Data excerpts:
↓

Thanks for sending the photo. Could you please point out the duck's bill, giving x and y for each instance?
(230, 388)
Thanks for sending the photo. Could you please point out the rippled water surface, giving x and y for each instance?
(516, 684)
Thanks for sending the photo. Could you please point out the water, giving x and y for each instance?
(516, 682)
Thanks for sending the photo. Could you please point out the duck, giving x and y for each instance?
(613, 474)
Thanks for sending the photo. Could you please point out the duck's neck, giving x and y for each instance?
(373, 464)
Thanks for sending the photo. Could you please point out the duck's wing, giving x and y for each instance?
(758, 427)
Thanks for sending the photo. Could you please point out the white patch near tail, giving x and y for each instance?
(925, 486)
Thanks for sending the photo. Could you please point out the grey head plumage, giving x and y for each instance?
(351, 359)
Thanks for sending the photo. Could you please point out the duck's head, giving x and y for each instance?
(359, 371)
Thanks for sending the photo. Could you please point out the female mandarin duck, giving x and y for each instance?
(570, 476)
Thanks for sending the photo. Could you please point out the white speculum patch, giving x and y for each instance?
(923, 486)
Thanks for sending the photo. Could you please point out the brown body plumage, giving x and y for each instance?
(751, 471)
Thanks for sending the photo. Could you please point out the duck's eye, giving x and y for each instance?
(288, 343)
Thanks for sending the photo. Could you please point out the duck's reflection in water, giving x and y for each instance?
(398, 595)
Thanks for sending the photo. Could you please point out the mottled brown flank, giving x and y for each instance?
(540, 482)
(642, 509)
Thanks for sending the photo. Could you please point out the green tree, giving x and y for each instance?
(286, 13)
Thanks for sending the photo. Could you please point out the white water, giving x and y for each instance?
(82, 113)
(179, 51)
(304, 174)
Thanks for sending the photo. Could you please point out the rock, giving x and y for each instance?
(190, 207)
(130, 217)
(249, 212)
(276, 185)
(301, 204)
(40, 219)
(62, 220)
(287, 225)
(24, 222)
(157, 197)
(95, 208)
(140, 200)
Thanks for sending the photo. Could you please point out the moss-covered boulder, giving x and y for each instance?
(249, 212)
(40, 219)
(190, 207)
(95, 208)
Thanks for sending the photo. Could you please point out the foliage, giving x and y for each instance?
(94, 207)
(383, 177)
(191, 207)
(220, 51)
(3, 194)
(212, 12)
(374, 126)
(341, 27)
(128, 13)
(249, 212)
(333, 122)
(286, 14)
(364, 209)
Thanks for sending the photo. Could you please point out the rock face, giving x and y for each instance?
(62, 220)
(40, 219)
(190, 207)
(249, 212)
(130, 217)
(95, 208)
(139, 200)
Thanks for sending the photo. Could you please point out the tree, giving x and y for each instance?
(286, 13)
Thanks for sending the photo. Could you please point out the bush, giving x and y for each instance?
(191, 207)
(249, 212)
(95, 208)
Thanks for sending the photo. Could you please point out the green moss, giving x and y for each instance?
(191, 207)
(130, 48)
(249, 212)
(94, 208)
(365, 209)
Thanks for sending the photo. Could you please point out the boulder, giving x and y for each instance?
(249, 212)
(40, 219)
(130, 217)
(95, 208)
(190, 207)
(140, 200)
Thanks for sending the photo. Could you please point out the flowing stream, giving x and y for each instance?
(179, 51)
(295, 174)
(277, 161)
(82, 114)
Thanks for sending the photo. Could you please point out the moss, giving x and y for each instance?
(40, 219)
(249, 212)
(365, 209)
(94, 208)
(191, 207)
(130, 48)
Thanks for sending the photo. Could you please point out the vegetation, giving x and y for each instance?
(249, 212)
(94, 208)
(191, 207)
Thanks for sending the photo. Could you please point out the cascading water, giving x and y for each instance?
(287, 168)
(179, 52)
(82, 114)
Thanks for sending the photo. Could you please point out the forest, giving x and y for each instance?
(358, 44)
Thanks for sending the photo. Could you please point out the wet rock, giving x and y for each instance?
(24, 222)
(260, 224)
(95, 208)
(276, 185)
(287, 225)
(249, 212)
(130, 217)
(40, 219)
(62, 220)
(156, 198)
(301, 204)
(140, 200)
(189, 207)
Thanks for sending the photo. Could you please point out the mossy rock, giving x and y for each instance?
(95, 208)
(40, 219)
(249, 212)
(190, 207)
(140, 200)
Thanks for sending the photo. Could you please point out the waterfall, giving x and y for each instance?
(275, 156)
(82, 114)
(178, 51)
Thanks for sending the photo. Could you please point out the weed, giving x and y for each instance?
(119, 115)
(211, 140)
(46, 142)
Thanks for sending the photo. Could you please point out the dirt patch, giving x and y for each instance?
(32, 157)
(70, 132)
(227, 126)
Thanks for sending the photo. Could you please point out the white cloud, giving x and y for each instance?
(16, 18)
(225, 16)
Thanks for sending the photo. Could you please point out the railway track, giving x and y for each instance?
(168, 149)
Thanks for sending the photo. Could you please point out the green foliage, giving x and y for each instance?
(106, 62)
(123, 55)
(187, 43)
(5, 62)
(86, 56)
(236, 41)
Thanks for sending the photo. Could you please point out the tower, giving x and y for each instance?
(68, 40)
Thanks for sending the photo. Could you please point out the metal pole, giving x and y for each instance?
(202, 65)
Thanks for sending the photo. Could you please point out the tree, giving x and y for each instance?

↑

Your task: Write the complete data out, exactly as above.

Written solution:
Thanks for sending the photo. Could you please point out the duck's bill, giving x and y for each instance?
(230, 388)
Thanks for sending the photo. Could you please point out the rippled water surface, giving x and y for each instance?
(516, 684)
Thanks for sending the photo. Could you please point out the water, giving x and y for each instance?
(516, 682)
Thanks for sending the photo. Could you please point out the duck, giving x and y for each instance?
(613, 474)
Thanks for sending the photo. Could you please point out the duck's neck, giving x and y for each instance?
(373, 464)
Thanks for sending the photo. Could you please point out the duck's wing, giving x and y for each instance?
(758, 427)
Thanks for sending the photo. Could you please point out the white patch near tail, giving x and y for each instance?
(925, 486)
Thanks for sending the photo. Could you please point out the grey head plumage, giving x and y for each instance?
(351, 359)
Thanks for sending the photo. Could you please point out the duck's head, giving x and y for each instance?
(359, 371)
Thanks for sending the photo. Could you please point out the female mandarin duck, giving x and y for each instance?
(570, 476)
Thanks for sending the photo. Could you please point out the white speculum patch, giving x and y for each instance?
(923, 486)
Thanks for sending the photo. Could you please point out the brown body plumage, giving x and y for each instance?
(751, 471)
Thanks for sending the photo. Could you please point out the duck's eye, giving x and y for each instance?
(288, 343)
Thanks for sending the photo. Could you please point out the duck's reflection in water, giving x and y for each instance?
(398, 595)
Thanks for sending the photo. Could you please point out the mottled brown flank, giving x and y for each instance?
(540, 482)
(642, 509)
Thanks for sending the photo. Could you please point out the green tree, giving x and y for each instance?
(286, 13)
Thanks for sending the photo. Could you please point out the white water, giving x and y for each instance?
(82, 113)
(179, 51)
(304, 174)
Thanks for sending the photo. Could you please point out the rock, giving x and y for each instance?
(190, 207)
(130, 217)
(249, 212)
(276, 185)
(301, 204)
(40, 219)
(62, 220)
(287, 225)
(24, 222)
(157, 197)
(95, 208)
(140, 200)
Thanks for sending the photo. Could you please point out the moss-covered boulder, giving x and y for each instance?
(249, 212)
(40, 219)
(190, 207)
(95, 208)
Thanks for sending the photo. Could you please point out the foliage, giving x and y for each instance?
(94, 207)
(383, 177)
(191, 207)
(220, 51)
(3, 194)
(212, 12)
(374, 126)
(341, 27)
(128, 13)
(249, 212)
(333, 122)
(286, 14)
(364, 209)
Thanks for sending the photo. Could you please point out the rock face, giving x and y for each instance?
(62, 220)
(40, 219)
(190, 207)
(249, 212)
(130, 217)
(95, 208)
(139, 200)
Thanks for sending the photo. Could you please point out the tree, giving x and y for each instance?
(286, 13)
Thanks for sending the photo. Could you please point out the bush, giving x and y for each instance?
(191, 207)
(249, 212)
(95, 208)
Thanks for sending the photo. Could you please point out the green moss, giving x and y for each instance?
(191, 207)
(130, 48)
(249, 212)
(94, 208)
(365, 209)
Thanks for sending the photo. Could you please point out the boulder, giving x and y for each instance?
(249, 212)
(40, 219)
(130, 217)
(95, 208)
(190, 207)
(140, 200)
Thanks for sending the photo. Could you please point out the flowing stream, giving x and y for each instance?
(179, 51)
(295, 174)
(277, 161)
(82, 114)
Thanks for sending the photo. Could you please point out the moss, giving x and y for each instance?
(40, 219)
(249, 212)
(365, 209)
(94, 208)
(191, 207)
(130, 48)
Thanks for sending the photo. Could you please point out the vegetation, giving x and y for each instance?
(249, 212)
(94, 208)
(191, 207)
Thanks for sending the photo. Could you please point out the cascading water, giving x and y for each instance?
(287, 168)
(179, 52)
(82, 114)
Thanks for sending the photo. Could you please point out the forest, giving x and y for each instance?
(358, 44)
Thanks for sending the photo. Could you please point out the wet rock, giving x and y for each instance?
(24, 222)
(260, 224)
(95, 208)
(276, 185)
(287, 225)
(249, 212)
(130, 217)
(40, 219)
(62, 220)
(156, 198)
(301, 204)
(140, 200)
(189, 207)
Thanks for sending the photo. Could you please point out the mossy rock, giving x and y for each instance?
(95, 208)
(40, 219)
(249, 212)
(190, 207)
(140, 200)
Thanks for sending the photo. Could you please point out the waterfall, giving x and y for each instance?
(275, 156)
(82, 114)
(178, 51)
Thanks for sending the photo. Could you please point out the weed, giving x and y for each instance?
(119, 115)
(211, 140)
(46, 142)
Thanks for sending the photo. Could you please point out the dirt patch, giving x and y for each instance?
(32, 157)
(70, 132)
(227, 126)
Thanks for sending the photo. Could you please point out the white cloud, giving x and y for each instance?
(16, 18)
(225, 16)
Thanks for sending the photo. Could you please point out the railway track, giving x and y for each instance?
(168, 149)
Thanks for sending the photo. Could you please point out the green foliage, giving x and y for each instance?
(106, 62)
(123, 55)
(187, 43)
(5, 62)
(86, 56)
(236, 41)
Thanks for sending the photo. Could you please point out the tower, giving x and y for each instance?
(68, 40)
Thanks for sending the photo. Could you please point out the metal pole, giving x and y for each instance?
(202, 65)
Thanks for sending the photo. Could you please point out the tree, giving x and y for each instance?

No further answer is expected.